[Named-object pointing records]

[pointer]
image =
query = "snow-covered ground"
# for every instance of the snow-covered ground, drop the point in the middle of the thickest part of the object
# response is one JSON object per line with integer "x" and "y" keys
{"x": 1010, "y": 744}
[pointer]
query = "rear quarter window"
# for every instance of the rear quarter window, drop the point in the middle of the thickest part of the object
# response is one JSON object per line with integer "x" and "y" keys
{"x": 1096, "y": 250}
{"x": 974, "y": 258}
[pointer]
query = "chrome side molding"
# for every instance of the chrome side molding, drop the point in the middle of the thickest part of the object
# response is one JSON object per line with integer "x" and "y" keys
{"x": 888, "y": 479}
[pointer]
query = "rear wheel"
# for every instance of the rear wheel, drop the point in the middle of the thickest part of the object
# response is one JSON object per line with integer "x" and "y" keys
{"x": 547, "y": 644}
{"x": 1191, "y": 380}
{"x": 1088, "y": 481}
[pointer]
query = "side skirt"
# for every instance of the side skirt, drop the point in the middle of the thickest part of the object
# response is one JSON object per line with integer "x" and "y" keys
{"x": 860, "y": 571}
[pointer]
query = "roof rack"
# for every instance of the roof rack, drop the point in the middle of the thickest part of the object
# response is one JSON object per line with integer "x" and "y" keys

Goal:
Extract all of the data shown above without alteration.

Result of this exercise:
[pointer]
image =
query = "snow-covered ground"
# for every instance of the snow-covered ground, drop the point in the middle of the thickest part of the object
# response is one JSON object per line with integer "x" and "y" keys
{"x": 1010, "y": 744}
[pointer]
query = "rear quarter window"
# for every instance of the rear quarter window, drop the point in the middle of the thickest part of the object
# response is one JSON object per line with integer "x" and "y" keys
{"x": 1096, "y": 250}
{"x": 974, "y": 258}
[pointer]
query = "chrome side molding"
# for every instance of the chrome side molding, drop the point in the middle of the thickest part of the object
# response is one JSON object per line with integer "x" and "y" keys
{"x": 888, "y": 479}
[pointer]
query = "rear wheel"
# for every instance of the rear wheel, drop the point in the middle of the thickest part of the object
# response is one JSON object per line with integer "x" and "y" keys
{"x": 547, "y": 644}
{"x": 1191, "y": 380}
{"x": 1088, "y": 481}
[pointer]
query = "side skirt"
# for every instance of the side skirt, drop the point in the middle of the thickest part of the object
# response is one JSON object per line with integer "x" and "y" keys
{"x": 860, "y": 571}
[pointer]
query = "roof rack"
# for every instance of the roof rack, drop the point in the middle of the thickest part of the object
# response is one JSON object per line with integer "x" and "y" keys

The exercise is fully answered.